* [À faire]:
• a. Recopiez intégralement le texte sur le chauffage urbain, sans y changer quoi que ce soit.
• b. Modifiez les entrées en remplaçant « small pebble » par « round stone », en vous limitant aux lignes qui vont du début des entrées jusqu'à celle contenant « M 70 165 L 69 », incluse. Ne changez rien d'autre et ne reproduisez pas les images.

* [Texte à lire]:
──────────────────────────────

Chauffage urbain. La poule aux œufs d’or ?
Par Luc Renaud
/
Le chauffage urbain, à Grenoble, c’est une affaire qui marche. Second réseau en France, utilisation chaque année accrue d’énergies renouvelables... et bénéfices records. Ces bons résultats sont-ils une bonne nouvelle pour les actionnaires ou pour les usagers ? Enjeu d’importance, au moment où de très importants investissements sont programmés.
Les chiffres sont magnifiques. Sur la saison 2016–2017, la Compagnie de chauffe intercommunale de l’agglomération grenobloise a enregistré un bénéfice net après impôt de 3,6 millions d’euros, en hausse de 50 % sur l’exercice précédent. La CCIAG vend du chauffage, mais aussi de l’électricité, du froid, des téléalarmes… Les résultats du seul chauffage urbain (61 % de son activité) sont eux aussi couleur de grand beau temps. Le résultat courant avant impôt s’établit à 1,9 million d’euros, en hausse de 43 % sur l’hiver 2015–2016. Encore faut-il préciser que 5,5 millions d’euros ont été prélevés sur le résultat (7,4 millions d’euros avant ce transfert) pour être affectés au pré-financement de la construction de la centrale Biomax, sur la Presqu’île.

──────────────────────────────

* [Jeu de données]:

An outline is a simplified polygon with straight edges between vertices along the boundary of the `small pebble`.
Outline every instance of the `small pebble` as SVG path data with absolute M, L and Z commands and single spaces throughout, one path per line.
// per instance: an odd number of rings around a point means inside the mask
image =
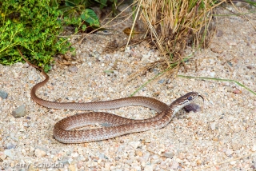
M 70 165 L 69 169 L 70 171 L 77 171 L 78 170 L 78 168 L 74 165 Z
M 230 156 L 233 153 L 233 150 L 227 149 L 226 151 L 225 152 L 226 156 Z
M 131 146 L 133 146 L 134 149 L 137 149 L 138 145 L 141 144 L 140 141 L 131 141 L 129 143 Z
M 20 105 L 12 113 L 12 115 L 14 117 L 24 117 L 26 114 L 26 111 L 24 105 Z
M 1 159 L 2 161 L 5 160 L 5 159 L 6 158 L 6 157 L 7 157 L 7 156 L 6 156 L 4 153 L 0 152 L 0 159 Z
M 41 149 L 36 149 L 34 150 L 34 155 L 38 157 L 42 157 L 46 155 L 46 152 Z
M 8 97 L 8 93 L 3 90 L 0 90 L 0 97 L 2 98 L 2 99 L 6 99 L 7 97 Z
M 169 153 L 164 153 L 163 156 L 166 157 L 166 158 L 173 158 L 174 156 L 174 153 L 169 152 Z
M 254 145 L 251 148 L 251 151 L 255 152 L 256 151 L 256 145 Z
M 234 89 L 233 93 L 242 93 L 242 91 L 240 89 Z
M 77 73 L 78 72 L 78 67 L 76 66 L 69 66 L 69 71 L 71 73 Z
M 10 158 L 13 159 L 14 156 L 15 155 L 13 149 L 6 149 L 4 151 L 4 154 L 9 157 Z
M 194 113 L 199 112 L 201 110 L 201 108 L 198 105 L 195 103 L 190 103 L 190 105 L 187 105 L 184 107 L 184 109 L 186 112 L 190 113 L 193 111 Z
M 230 165 L 234 165 L 236 162 L 237 162 L 236 161 L 230 161 Z
M 215 122 L 211 122 L 210 124 L 210 129 L 214 130 L 216 129 L 216 123 Z

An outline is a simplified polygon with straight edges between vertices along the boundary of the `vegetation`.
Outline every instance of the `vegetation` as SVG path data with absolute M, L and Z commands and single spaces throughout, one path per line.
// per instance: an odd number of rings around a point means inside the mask
M 167 63 L 181 60 L 187 44 L 206 45 L 214 0 L 142 1 L 142 17 Z M 217 5 L 216 5 L 217 6 Z M 168 66 L 170 66 L 168 64 Z
M 75 26 L 76 32 L 99 27 L 95 13 L 87 8 L 90 2 L 0 0 L 0 64 L 22 61 L 18 47 L 26 58 L 47 71 L 54 55 L 74 50 L 66 38 L 58 37 L 66 25 Z M 108 1 L 94 2 L 103 7 Z

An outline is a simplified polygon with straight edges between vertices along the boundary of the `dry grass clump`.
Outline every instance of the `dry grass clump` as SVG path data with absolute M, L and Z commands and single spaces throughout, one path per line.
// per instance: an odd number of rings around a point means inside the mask
M 214 0 L 139 0 L 141 18 L 168 66 L 182 60 L 186 45 L 207 46 Z

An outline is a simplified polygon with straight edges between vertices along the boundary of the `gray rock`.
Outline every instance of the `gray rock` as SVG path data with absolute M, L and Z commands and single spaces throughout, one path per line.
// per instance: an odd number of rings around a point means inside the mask
M 42 157 L 46 155 L 46 152 L 41 149 L 36 149 L 34 150 L 34 155 L 38 157 Z
M 78 70 L 78 69 L 76 66 L 69 66 L 69 71 L 70 71 L 71 73 L 77 73 Z
M 4 154 L 8 156 L 10 158 L 13 159 L 14 156 L 14 152 L 13 149 L 6 149 Z
M 12 115 L 14 117 L 24 117 L 26 114 L 26 111 L 24 105 L 22 105 L 12 113 Z
M 0 90 L 0 97 L 2 98 L 2 99 L 6 99 L 7 97 L 8 97 L 8 93 L 3 90 Z
M 163 153 L 163 156 L 166 157 L 166 158 L 173 158 L 174 156 L 174 153 Z

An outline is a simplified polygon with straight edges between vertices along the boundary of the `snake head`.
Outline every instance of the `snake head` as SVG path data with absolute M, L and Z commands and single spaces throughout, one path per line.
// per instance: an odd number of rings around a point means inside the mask
M 176 113 L 184 106 L 190 104 L 198 97 L 202 97 L 197 92 L 190 92 L 176 99 L 174 102 L 170 105 L 170 107 L 174 109 L 174 112 Z

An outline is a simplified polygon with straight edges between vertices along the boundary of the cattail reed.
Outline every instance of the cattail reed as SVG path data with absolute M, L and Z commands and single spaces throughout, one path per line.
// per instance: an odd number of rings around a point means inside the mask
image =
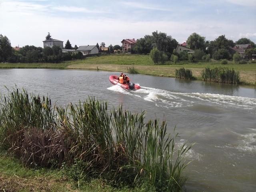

──────────────────────────────

* [Réponses par tâche]:
• a.
Chauffage urbain. La poule aux œufs d’or ?
Par Luc Renaud
/
Le chauffage urbain, à Grenoble, c’est une affaire qui marche. Second réseau en France, utilisation chaque année accrue d’énergies renouvelables... et bénéfices records. Ces bons résultats sont-ils une bonne nouvelle pour les actionnaires ou pour les usagers ? Enjeu d’importance, au moment où de très importants investissements sont programmés.
Les chiffres sont magnifiques. Sur la saison 2016–2017, la Compagnie de chauffe intercommunale de l’agglomération grenobloise a enregistré un bénéfice net après impôt de 3,6 millions d’euros, en hausse de 50 % sur l’exercice précédent. La CCIAG vend du chauffage, mais aussi de l’électricité, du froid, des téléalarmes… Les résultats du seul chauffage urbain (61 % de son activité) sont eux aussi couleur de grand beau temps. Le résultat courant avant impôt s’établit à 1,9 million d’euros, en hausse de 43 % sur l’hiver 2015–2016. Encore faut-il préciser que 5,5 millions d’euros ont été prélevés sur le résultat (7,4 millions d’euros avant ce transfert) pour être affectés au pré-financement de la construction de la centrale Biomax, sur la Presqu’île.

• b.
An outline is a simplified polygon with straight edges between vertices along the boundary of the `round stone`.
Outline every instance of the `round stone` as SVG path data with absolute M, L and Z commands and single spaces throughout, one path per line.
// per instance: an odd number of rings around a point means inside the mask
image =
M 70 165 L 69 169 L 70 171 L 77 171 L 78 170 L 78 168 L 74 165 Z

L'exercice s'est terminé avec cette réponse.